Exercise brief: Each entry needs to be restated exactly as written.

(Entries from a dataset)
--*--

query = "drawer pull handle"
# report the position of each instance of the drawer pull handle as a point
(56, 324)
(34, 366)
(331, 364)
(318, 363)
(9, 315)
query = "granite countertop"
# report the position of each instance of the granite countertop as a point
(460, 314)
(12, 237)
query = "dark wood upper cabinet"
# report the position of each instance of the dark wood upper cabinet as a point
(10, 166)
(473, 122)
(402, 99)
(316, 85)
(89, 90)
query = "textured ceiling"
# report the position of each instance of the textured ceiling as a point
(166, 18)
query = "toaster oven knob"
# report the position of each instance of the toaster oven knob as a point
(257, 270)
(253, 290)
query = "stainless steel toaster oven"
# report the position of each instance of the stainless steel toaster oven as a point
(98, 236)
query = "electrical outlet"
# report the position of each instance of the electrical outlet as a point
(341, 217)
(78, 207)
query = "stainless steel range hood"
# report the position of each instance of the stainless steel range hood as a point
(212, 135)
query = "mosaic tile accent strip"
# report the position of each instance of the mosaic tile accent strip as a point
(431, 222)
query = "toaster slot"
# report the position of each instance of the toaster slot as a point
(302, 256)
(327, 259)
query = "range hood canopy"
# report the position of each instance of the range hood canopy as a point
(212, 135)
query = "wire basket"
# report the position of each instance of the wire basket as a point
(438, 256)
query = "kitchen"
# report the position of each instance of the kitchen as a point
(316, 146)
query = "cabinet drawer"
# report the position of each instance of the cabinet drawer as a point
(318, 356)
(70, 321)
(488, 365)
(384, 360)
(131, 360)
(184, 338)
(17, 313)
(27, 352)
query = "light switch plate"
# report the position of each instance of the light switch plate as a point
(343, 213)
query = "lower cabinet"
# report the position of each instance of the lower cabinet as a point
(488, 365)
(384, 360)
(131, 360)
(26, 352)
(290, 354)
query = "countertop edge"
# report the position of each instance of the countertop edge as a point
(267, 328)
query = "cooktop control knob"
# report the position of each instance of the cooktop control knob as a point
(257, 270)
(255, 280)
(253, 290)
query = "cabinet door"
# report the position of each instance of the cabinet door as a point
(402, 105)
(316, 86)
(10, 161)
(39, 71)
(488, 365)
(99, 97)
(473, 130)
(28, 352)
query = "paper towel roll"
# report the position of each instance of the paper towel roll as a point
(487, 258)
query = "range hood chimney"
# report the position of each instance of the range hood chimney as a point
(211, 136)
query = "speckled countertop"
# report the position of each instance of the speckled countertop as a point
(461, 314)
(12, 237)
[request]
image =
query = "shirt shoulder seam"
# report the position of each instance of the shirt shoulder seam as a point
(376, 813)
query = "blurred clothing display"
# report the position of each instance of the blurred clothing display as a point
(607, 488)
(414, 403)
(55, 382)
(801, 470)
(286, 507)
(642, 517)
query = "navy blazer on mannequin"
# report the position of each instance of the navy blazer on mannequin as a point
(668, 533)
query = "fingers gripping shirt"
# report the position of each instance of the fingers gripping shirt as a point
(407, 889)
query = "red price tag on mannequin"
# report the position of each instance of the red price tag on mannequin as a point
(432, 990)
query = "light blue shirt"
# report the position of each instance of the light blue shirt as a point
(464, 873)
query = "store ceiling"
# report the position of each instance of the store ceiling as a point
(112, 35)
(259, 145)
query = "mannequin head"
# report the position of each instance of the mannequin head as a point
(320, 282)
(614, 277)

--*--

Output of the task:
query = "drawer pull handle"
# report the position of each instance of the drawer pull handle as a point
(56, 324)
(34, 366)
(331, 364)
(318, 363)
(9, 315)
query = "granite countertop"
# report the position of each instance of the granite countertop as a point
(460, 314)
(12, 237)
query = "dark wood upper cabinet"
# report the position of each instance of the dark wood upper cabinet as a point
(10, 166)
(473, 122)
(402, 99)
(316, 85)
(89, 90)
query = "textured ceiling"
# report the position of each instance of the textured ceiling as a point
(166, 18)
query = "toaster oven knob"
# report the position of each instance of the toaster oven knob as a point
(257, 270)
(253, 290)
query = "stainless steel toaster oven"
# report the position of each instance of the stainless steel toaster oven as a point
(98, 236)
query = "electrical outlet"
# report the position of each instance of the electrical outlet as a point
(341, 217)
(78, 207)
query = "stainless steel range hood"
# report the position of each instance of the stainless steel range hood as a point
(212, 135)
query = "mosaic tile accent strip"
# report the position of each instance of the mosaic tile accent strip as a point
(431, 222)
query = "toaster slot"
# report the position of each instance of the toaster slot as a point
(302, 256)
(327, 259)
query = "range hood canopy"
# report the position of each instance of the range hood canopy as a point
(212, 135)
query = "wire basket"
# report the position of each instance of the wire basket as a point
(438, 256)
query = "kitchen"
# report the position of each instance of the kitchen as a point
(316, 146)
query = "cabinet drawer"
# report the position of each instance of the cabinet drawer as a point
(318, 356)
(70, 321)
(488, 365)
(384, 360)
(131, 360)
(184, 338)
(17, 313)
(27, 352)
query = "light switch plate"
# report the position of each instance of the light switch plate as a point
(343, 213)
query = "lower cabinet"
# report the position of each instance of the lower cabinet as a point
(488, 365)
(384, 360)
(131, 360)
(26, 352)
(290, 354)
query = "countertop edge"
# report the position of each instance of the countertop edge as a point
(267, 328)
query = "cooktop control knob"
# report the position of each instance of the cooktop control knob as a point
(257, 270)
(255, 280)
(253, 290)
query = "cabinet door"
# report the position of each instance of the cabinet door as a point
(402, 105)
(316, 86)
(10, 161)
(39, 71)
(488, 365)
(99, 97)
(473, 130)
(28, 352)
query = "paper towel roll"
# report the position of each instance of the paper towel roll as a point
(487, 258)
query = "range hood chimney"
# report the position of each instance of the range hood chimney as a point
(211, 136)
query = "speckled countertop"
# report the position of each instance of the speckled countertop as a point
(461, 314)
(12, 237)
[request]
image =
query = "shirt shoulder seam"
# report the position of each instance of the shirt shoulder seam as a point
(376, 813)
query = "blurred clothing display"
# report the position of each instance of the blurred clothing display as a point
(607, 488)
(414, 403)
(55, 382)
(801, 470)
(286, 507)
(642, 517)
query = "navy blazer on mannequin"
# report the position of each instance of the navy blazer on mannequin as a point
(668, 533)
query = "fingers gripping shirt"
# report the position of each instance of the fingers gripping shirt as a point
(407, 889)
query = "red price tag on mannequin"
# report the position of each instance of the red price tag on mannequin as a point
(432, 990)
query = "light blue shirt"
# report the position of each instance of the light blue shirt as a point
(464, 873)
query = "store ceiling"
# report the position of each instance of the store ceiling as a point
(112, 35)
(259, 145)
query = "mannequin head"
# report the position of each instance of the mannequin head as a point
(320, 282)
(614, 277)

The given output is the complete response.